◆ DIRECTIONS FOR THIS TASK
Everything from the line holding "Objective — for the green hedge" through the last line below is needed; please reproduce those lines exactly, adding nothing.

◆ AVAILABLE DATA
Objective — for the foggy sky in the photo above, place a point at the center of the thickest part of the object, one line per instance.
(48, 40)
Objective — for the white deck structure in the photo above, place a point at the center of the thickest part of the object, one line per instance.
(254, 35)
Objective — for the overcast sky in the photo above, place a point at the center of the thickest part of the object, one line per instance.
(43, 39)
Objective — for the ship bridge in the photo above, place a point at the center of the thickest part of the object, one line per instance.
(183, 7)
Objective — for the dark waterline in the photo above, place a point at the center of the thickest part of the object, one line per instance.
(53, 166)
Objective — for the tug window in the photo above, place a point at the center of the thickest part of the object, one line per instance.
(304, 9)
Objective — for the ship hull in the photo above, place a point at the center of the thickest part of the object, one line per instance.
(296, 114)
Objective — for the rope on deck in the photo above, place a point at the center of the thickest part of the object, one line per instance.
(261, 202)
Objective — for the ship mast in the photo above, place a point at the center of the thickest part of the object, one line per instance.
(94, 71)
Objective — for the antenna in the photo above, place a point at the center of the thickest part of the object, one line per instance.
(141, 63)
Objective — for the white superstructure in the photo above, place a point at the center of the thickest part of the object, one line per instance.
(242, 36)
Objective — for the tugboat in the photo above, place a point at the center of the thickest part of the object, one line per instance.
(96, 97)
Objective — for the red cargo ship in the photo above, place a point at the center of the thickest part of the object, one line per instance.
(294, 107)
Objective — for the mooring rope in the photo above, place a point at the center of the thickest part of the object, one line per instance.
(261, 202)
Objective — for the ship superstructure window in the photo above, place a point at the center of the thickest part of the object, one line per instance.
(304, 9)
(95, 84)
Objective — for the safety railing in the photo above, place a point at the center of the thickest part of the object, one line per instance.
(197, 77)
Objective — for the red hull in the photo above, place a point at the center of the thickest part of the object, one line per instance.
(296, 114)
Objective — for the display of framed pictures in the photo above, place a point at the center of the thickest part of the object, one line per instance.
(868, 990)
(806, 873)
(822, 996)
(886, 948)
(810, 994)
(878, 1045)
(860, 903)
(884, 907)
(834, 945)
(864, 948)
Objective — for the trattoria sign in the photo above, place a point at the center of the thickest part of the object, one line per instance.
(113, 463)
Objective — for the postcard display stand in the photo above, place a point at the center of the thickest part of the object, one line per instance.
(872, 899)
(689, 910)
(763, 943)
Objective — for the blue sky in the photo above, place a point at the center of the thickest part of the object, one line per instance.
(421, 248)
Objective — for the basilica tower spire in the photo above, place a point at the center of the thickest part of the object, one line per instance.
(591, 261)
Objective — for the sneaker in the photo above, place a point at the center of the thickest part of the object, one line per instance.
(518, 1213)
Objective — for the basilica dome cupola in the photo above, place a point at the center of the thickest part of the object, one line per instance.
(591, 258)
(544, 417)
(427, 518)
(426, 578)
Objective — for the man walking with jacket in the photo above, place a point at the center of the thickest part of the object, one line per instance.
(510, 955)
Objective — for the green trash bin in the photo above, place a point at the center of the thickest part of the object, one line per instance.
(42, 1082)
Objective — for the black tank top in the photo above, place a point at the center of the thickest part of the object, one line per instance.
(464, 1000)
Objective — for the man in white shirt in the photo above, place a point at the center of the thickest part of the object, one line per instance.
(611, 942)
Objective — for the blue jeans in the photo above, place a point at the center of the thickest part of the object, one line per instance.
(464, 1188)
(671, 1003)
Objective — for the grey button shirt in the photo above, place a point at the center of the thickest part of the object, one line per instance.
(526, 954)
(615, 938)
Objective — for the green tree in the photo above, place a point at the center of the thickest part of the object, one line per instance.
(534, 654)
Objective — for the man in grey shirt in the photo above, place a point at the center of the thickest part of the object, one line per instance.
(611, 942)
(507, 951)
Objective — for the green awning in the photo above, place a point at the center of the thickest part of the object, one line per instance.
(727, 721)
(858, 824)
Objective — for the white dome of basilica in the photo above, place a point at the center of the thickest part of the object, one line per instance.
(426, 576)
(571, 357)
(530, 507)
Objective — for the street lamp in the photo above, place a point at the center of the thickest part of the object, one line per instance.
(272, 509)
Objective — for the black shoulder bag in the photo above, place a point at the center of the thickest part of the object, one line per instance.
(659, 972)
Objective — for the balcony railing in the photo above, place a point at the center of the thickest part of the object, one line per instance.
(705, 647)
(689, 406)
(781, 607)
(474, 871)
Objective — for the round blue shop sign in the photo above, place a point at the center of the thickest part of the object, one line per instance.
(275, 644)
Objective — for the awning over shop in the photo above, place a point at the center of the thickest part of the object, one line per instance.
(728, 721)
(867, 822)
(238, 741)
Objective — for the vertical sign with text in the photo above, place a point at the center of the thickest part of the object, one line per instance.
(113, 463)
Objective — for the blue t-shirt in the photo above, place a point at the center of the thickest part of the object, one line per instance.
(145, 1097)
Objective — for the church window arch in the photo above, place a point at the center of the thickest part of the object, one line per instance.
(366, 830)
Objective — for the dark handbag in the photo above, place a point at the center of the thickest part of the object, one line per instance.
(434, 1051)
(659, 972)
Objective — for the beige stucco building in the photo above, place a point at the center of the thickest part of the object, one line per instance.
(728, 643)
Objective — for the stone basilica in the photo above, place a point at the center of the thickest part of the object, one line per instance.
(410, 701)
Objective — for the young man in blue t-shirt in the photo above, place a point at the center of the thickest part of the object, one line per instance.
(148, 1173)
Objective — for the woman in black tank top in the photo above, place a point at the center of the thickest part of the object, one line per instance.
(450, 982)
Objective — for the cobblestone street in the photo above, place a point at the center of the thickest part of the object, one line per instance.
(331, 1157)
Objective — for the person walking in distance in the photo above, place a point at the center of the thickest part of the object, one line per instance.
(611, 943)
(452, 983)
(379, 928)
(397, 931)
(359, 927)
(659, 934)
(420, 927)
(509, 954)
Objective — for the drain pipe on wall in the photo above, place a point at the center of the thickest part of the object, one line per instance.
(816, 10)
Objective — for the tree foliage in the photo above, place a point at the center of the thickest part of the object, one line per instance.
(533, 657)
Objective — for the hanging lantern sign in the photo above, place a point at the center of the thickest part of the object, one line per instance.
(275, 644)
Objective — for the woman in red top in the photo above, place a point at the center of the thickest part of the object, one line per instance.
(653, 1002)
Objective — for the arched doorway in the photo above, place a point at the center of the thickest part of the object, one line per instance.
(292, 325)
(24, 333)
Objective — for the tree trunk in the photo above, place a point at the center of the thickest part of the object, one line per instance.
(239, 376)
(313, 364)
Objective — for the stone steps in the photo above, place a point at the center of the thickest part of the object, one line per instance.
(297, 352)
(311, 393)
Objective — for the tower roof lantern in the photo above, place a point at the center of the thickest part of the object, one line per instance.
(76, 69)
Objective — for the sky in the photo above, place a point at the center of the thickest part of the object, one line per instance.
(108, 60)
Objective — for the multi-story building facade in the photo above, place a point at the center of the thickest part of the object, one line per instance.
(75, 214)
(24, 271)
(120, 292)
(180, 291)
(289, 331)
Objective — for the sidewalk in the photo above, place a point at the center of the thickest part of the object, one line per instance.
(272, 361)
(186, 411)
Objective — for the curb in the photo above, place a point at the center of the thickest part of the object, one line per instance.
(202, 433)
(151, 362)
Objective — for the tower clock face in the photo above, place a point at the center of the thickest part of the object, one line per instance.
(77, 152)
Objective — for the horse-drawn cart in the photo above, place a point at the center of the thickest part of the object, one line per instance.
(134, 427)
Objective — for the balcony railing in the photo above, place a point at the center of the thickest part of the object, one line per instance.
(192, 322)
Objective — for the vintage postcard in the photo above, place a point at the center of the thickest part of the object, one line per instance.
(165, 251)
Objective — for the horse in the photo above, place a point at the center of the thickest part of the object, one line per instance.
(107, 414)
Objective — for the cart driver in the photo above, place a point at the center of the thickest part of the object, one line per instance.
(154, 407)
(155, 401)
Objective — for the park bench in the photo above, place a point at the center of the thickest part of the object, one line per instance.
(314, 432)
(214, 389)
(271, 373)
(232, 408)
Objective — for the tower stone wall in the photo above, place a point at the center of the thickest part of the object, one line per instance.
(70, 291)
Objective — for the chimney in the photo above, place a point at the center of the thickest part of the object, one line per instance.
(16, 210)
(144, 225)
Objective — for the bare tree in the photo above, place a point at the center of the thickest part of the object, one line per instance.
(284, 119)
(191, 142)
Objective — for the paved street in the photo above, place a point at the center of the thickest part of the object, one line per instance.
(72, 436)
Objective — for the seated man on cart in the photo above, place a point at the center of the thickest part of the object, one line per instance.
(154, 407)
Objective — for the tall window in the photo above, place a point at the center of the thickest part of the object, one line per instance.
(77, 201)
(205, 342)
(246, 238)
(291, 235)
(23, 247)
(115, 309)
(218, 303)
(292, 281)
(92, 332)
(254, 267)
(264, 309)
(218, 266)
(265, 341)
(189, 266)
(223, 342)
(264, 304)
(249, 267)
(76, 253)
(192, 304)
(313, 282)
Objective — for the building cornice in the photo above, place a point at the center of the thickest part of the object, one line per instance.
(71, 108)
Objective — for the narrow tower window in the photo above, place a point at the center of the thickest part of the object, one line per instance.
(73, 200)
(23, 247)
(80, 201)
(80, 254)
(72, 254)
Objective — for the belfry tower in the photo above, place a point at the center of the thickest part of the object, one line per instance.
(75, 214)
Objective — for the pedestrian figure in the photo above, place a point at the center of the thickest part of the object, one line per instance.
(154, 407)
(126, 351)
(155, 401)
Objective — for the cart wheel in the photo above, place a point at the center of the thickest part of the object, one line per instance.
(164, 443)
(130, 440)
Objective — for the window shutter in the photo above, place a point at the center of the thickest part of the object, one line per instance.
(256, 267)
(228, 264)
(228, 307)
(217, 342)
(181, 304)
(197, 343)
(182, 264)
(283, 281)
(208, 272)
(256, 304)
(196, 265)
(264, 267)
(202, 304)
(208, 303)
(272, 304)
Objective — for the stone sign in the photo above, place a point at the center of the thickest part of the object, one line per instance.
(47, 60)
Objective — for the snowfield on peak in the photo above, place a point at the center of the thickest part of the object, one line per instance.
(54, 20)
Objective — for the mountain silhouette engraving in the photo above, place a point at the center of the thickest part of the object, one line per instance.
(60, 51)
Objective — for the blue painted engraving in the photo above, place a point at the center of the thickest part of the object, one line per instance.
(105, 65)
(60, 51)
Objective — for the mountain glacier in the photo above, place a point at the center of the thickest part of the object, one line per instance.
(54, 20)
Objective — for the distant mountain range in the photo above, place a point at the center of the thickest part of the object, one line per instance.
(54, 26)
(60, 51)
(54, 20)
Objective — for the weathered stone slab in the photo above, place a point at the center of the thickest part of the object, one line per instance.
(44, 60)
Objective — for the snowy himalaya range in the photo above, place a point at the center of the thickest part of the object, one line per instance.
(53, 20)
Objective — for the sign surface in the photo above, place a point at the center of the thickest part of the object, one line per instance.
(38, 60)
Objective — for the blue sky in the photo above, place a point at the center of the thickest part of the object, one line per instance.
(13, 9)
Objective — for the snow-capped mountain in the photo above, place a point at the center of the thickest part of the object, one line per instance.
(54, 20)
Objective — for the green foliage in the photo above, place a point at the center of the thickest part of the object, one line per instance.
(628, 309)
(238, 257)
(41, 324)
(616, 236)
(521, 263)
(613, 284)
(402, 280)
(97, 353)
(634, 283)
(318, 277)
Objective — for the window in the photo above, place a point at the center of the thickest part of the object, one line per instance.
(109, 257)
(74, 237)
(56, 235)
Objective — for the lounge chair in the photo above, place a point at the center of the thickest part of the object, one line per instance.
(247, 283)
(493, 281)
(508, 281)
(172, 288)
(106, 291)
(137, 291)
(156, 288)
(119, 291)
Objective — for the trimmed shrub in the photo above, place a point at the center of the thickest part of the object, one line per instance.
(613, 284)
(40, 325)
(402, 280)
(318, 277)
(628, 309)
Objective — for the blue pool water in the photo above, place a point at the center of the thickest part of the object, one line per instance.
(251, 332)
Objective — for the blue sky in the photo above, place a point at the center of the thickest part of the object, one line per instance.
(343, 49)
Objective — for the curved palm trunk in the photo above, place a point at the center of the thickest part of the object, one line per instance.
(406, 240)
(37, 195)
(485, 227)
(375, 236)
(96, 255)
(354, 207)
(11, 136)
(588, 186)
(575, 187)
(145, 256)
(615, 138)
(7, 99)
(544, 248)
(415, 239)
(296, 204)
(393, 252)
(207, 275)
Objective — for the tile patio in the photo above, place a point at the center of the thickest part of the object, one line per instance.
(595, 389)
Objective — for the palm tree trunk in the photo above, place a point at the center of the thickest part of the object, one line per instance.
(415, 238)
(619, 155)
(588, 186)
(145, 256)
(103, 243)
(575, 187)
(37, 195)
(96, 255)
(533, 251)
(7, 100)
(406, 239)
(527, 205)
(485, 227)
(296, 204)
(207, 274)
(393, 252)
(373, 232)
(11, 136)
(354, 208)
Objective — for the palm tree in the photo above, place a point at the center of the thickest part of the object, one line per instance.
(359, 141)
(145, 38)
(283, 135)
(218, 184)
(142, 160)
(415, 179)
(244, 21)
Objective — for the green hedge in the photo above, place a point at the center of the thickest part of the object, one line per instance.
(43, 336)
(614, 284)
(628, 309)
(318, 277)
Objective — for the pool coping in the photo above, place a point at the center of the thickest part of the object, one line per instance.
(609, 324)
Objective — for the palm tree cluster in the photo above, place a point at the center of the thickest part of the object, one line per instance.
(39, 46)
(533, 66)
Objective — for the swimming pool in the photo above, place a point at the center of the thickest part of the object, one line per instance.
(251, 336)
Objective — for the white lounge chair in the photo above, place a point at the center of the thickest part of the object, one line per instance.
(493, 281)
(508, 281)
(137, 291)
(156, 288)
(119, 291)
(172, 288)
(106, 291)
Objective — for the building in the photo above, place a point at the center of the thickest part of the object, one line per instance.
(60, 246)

◆ FINISHED TASK
Objective — for the green hedge in the photo above, place a point at the center of the thickest part of the object, one line per instance.
(43, 336)
(614, 284)
(628, 309)
(318, 277)
Objective — for the pool coping in the photo above, place a point at the center of the thickest part of the object, one line per instance.
(609, 324)
Objective — for the palm tree cluster in the photo above, place a point at the center of the thickest part of the object, one line per instance.
(39, 46)
(533, 66)
Objective — for the swimming pool in the photo above, place a point at the center of the thickest part of the object, one line per instance.
(251, 336)
Objective — for the white lounge chair in the photo above, place a point at the center of the thickest part of the object, one line per instance.
(493, 281)
(508, 281)
(137, 291)
(156, 288)
(119, 291)
(172, 288)
(106, 291)
Objective — for the building in the photo above, place a point at the center of the thickest part of the object, one line per instance.
(60, 246)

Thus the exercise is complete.